(Extracted data entries)
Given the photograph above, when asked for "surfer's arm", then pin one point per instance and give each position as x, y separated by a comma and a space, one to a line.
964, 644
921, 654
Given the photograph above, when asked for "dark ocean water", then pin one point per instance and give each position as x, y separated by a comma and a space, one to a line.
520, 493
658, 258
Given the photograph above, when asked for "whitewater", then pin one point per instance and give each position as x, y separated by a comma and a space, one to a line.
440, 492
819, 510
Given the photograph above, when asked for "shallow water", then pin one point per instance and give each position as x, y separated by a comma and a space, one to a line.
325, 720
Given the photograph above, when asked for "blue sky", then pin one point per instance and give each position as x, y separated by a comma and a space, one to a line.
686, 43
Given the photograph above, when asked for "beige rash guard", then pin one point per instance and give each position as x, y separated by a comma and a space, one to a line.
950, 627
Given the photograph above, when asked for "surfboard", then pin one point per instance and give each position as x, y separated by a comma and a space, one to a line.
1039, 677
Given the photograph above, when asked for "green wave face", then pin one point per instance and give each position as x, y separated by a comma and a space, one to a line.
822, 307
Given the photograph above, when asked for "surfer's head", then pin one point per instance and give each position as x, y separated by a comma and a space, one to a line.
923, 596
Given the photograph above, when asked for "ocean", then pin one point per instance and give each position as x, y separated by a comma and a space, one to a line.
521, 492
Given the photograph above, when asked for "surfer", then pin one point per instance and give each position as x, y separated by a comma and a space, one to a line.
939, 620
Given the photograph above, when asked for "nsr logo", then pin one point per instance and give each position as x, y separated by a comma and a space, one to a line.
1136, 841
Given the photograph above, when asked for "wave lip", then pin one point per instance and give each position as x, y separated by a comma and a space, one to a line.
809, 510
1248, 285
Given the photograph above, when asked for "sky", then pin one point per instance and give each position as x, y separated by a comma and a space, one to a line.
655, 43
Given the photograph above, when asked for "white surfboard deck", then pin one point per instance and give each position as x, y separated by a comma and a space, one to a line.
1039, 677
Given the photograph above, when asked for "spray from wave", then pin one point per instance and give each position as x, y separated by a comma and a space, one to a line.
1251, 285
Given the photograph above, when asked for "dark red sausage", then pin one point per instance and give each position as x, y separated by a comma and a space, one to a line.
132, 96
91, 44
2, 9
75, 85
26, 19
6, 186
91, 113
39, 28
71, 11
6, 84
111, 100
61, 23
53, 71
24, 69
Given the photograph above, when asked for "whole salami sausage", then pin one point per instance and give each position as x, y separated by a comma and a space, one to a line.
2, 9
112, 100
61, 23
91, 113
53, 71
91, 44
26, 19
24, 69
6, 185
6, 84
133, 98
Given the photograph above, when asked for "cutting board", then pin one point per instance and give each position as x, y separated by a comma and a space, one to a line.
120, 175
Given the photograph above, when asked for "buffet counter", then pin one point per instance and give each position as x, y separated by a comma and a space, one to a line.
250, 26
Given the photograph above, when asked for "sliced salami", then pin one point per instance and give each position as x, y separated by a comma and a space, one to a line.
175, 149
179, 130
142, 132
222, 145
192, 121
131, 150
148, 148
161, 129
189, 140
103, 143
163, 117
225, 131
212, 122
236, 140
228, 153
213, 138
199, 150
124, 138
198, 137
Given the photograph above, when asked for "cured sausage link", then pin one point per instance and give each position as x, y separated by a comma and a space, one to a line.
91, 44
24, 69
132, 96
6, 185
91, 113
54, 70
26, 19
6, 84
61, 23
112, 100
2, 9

### [What you have to do]
The records above are to be reproduced exactly, with nothing left out.

### [Response]
Given the photograph above, when asked for "surfer's arm", then pin one point per instance and give each position as x, y separated by a comma and a space, one to a line.
964, 644
921, 654
Given the photograph above, when asked for "dark ocean water", then pin one point per instance and give each position as x, y separated by a comma and a space, one to a line.
520, 493
658, 258
Given the photograph above, when asked for "whitewater", then pin one point per instance and give each position as x, y separated by a comma and a space, one to a line.
440, 492
819, 510
Given the photograph above, when asked for "shallow water", then pin one point per instance and give each position as x, y separated by a comma and a space, one to a line.
325, 720
Given the photograph above, when asked for "blue sky", then pin one point per instance and give each position as x, y separated by a comma and a space, one to a line.
686, 43
Given the photograph above, when asked for "beige rash guard", then pin one point per instance and give each position as x, y separated by a comma and a space, one to a line.
950, 627
Given the photograph above, when asked for "surfboard", then pin one point per instance and give each position as x, y separated by a comma and a space, one to a line.
1039, 677
Given the photograph above, when asked for "green wave face", then pin one point per instance and give each position as x, y separated by a comma and a space, one to a line.
822, 307
Given the photograph above, when asked for "surfer's head", then pin one point per instance and give each position as x, y separated by a comma and a space, one to a line.
923, 596
Given the photograph above, when asked for "ocean", then pin one point per instance and give each position as x, y separated by a comma and a space, one to a line.
521, 492
Given the photograph above, when asked for "surfer", then pin one point per instance and give each position as x, y separated by a comma and a space, one to a line.
939, 620
Given the photograph above, when asked for "nsr logo", then pin one point per instance and give each position as x, y separated by a comma and a space, one to a line.
1136, 841
Given the photograph above, when asked for "wave lip", then pin one point per instance and give each position as x, y separated by a comma and a space, one to a line.
809, 510
1248, 285
Given the photograph above, when asked for "sky", then pin one point per instance and give each position as x, y separated by a comma and a space, one to a line.
655, 43
Given the photograph above, when asked for "white surfboard deck", then pin one point per instance and give each position as x, y separated by a comma and a space, one to a line.
1039, 677
Given the photograph above, when asked for "spray from wave", then pin one point per instance and give each position as x, y separated by a comma and a space, one to a line.
1251, 285
Given the photograph above, when asked for "dark red sausage", then pin one point per instance and give each position as x, y separated by a comma and a space, one to a line.
132, 96
91, 44
2, 9
75, 85
26, 19
6, 186
91, 113
39, 28
71, 11
6, 84
111, 100
61, 23
53, 71
24, 69
Given the photograph above, when asked for "whole salami sausage", then pin one point per instance and give each position as x, y separated by a comma and a space, one to a line.
2, 9
112, 100
61, 23
91, 113
53, 71
91, 44
26, 19
24, 69
6, 185
6, 84
133, 98
Given the photograph above, when asked for "cutting board", then pin one point per instance and give each position as x, y separated by a comma and a space, one to a line.
120, 175
Given the photograph above, when asked for "buffet counter", then pin one point per instance and give each position as x, y separated by a comma and a space, one to a line.
250, 26
Given the photograph above, when asked for "sliced salami", then pin one point per instance and give each position as x, y separated by a comma and a space, one to a line.
175, 149
179, 130
142, 132
222, 145
192, 121
131, 150
148, 148
161, 129
189, 140
103, 143
163, 117
225, 131
212, 122
236, 140
228, 153
213, 138
199, 150
124, 138
198, 137
Given the photograph above, when asked for "cured sausage link", then pin one point per instance and give each position as x, y separated by a comma and a space, one to a line.
91, 44
24, 69
132, 96
6, 185
91, 113
54, 70
26, 19
6, 84
61, 23
112, 100
2, 9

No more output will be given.